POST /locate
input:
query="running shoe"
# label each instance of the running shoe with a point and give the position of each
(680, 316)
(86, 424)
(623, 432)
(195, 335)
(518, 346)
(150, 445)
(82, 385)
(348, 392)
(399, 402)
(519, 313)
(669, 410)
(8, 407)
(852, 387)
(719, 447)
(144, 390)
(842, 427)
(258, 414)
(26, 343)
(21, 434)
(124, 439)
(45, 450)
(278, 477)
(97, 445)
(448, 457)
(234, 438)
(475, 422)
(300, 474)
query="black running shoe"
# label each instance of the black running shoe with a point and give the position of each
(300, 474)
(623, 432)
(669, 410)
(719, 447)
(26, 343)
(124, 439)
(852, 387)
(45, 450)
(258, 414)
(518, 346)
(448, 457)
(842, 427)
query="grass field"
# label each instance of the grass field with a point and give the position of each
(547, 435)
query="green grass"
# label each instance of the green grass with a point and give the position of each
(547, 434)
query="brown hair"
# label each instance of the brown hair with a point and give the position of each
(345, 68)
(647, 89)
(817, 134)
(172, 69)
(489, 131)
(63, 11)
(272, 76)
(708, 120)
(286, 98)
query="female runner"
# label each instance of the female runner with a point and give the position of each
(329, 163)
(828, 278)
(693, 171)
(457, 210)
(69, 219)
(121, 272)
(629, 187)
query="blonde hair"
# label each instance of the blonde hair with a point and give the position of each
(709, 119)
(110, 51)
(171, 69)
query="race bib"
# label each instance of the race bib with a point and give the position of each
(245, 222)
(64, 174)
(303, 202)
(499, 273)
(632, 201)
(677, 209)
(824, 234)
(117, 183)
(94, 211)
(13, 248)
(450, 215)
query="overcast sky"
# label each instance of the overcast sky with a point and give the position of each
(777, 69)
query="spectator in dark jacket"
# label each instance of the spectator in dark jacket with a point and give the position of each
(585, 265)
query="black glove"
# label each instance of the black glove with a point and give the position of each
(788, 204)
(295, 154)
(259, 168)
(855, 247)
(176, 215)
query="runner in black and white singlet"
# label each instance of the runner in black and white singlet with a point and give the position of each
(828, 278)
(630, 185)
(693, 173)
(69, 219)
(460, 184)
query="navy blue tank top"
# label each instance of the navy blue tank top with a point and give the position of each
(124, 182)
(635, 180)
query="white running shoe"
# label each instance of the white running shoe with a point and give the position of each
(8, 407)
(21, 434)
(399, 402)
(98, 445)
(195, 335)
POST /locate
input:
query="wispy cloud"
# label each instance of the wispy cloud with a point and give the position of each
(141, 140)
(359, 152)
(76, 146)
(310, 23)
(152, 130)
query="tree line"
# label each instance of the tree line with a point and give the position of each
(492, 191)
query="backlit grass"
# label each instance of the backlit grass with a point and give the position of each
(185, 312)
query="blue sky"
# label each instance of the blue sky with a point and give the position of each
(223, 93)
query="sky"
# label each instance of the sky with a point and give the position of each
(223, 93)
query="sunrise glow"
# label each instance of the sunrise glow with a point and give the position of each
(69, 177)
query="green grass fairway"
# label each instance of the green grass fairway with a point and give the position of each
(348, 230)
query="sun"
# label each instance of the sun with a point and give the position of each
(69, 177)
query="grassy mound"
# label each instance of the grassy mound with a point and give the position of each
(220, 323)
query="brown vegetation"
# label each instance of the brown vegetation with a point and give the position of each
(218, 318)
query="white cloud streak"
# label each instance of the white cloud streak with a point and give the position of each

+---+

▸ Problem requirements: Every word of every entry must be returned as it appears.

▸ Solution for this exercise:
POST /locate
input:
query="running shoe"
# label each instance of the running shoe with a point and give the position of each
(680, 316)
(86, 424)
(623, 432)
(195, 335)
(518, 346)
(150, 445)
(82, 385)
(348, 392)
(399, 402)
(519, 313)
(669, 410)
(8, 407)
(852, 387)
(719, 447)
(144, 390)
(842, 427)
(258, 414)
(26, 343)
(21, 434)
(124, 439)
(45, 450)
(278, 477)
(97, 445)
(448, 457)
(234, 438)
(475, 422)
(300, 474)
query="black running shoe"
# label each instance of the black running shoe with a point and give the position of each
(300, 474)
(623, 432)
(669, 410)
(719, 447)
(26, 343)
(124, 439)
(852, 387)
(45, 450)
(258, 414)
(518, 346)
(448, 457)
(842, 427)
query="grass field"
# label each instance of the grass field with a point and give the position of each
(547, 435)
query="green grass"
# label each instance of the green grass with a point and give the position of each
(547, 434)
query="brown hair"
# label each instance of the brown hair with a point and give the position of each
(345, 68)
(647, 89)
(817, 134)
(172, 69)
(489, 131)
(63, 11)
(272, 76)
(708, 120)
(286, 98)
query="female runner"
# label each instance of the female runner with a point and give the position of each
(329, 163)
(828, 278)
(693, 171)
(457, 210)
(69, 219)
(121, 272)
(629, 187)
query="blonde hair"
# label each instance of the blonde hair with a point and give the position of each
(709, 119)
(110, 51)
(171, 69)
query="race bib"
# label each instance of the race bib with a point and give the position of each
(245, 222)
(64, 174)
(303, 202)
(499, 273)
(632, 201)
(677, 209)
(824, 234)
(117, 183)
(94, 211)
(13, 248)
(450, 215)
query="overcast sky"
# label each instance of the overcast sky with a point and give the position of each
(777, 69)
query="spectator in dark jacket"
# label each instance of the spectator in dark jacket with a point and give the position of each
(585, 265)
query="black glove"
# label each instance of the black glove with a point and give the position of each
(788, 204)
(295, 154)
(259, 168)
(855, 247)
(176, 215)
query="runner in black and white singlet"
# label each instance of the runner in black and white singlet with a point and give the position of each
(828, 278)
(630, 185)
(693, 173)
(69, 219)
(460, 184)
query="navy blue tank top"
# label each instance of the navy blue tank top with a point and give the position of each
(124, 182)
(635, 180)
query="white running shoe"
# label each instance of the white running shoe with a point and give the position of each
(8, 407)
(21, 434)
(399, 402)
(98, 445)
(195, 335)
POST /locate
input:
query="wispy cloud"
# label each instance of the wispy cloud with a point and give the position of each
(141, 140)
(359, 152)
(76, 146)
(310, 23)
(152, 130)
query="tree line"
# label each instance of the tree line with a point and give the position of each
(492, 191)
query="backlit grass"
# label each instance of the backlit grass with a point and give the position of each
(185, 312)
query="blue sky"
# label each instance of the blue sky with a point and give the position of each
(223, 93)
query="sky"
# label each instance of the sky with a point and give the position of each
(223, 93)
query="sunrise glow"
# label each instance of the sunrise glow with a point and give the position of each
(69, 177)
query="green grass fairway"
# label each instance of the green grass fairway with a point and give the position of each
(348, 230)
query="sun"
# label each instance of the sun with a point and give the position of each
(69, 177)
query="grassy mound"
# label each instance of the grassy mound with a point and give the position of each
(220, 323)
query="brown vegetation"
# label each instance of the brown vegetation with a point and give the position of each
(218, 318)
query="white cloud streak"
# label each instance of the white cloud streak with a point and give the position of each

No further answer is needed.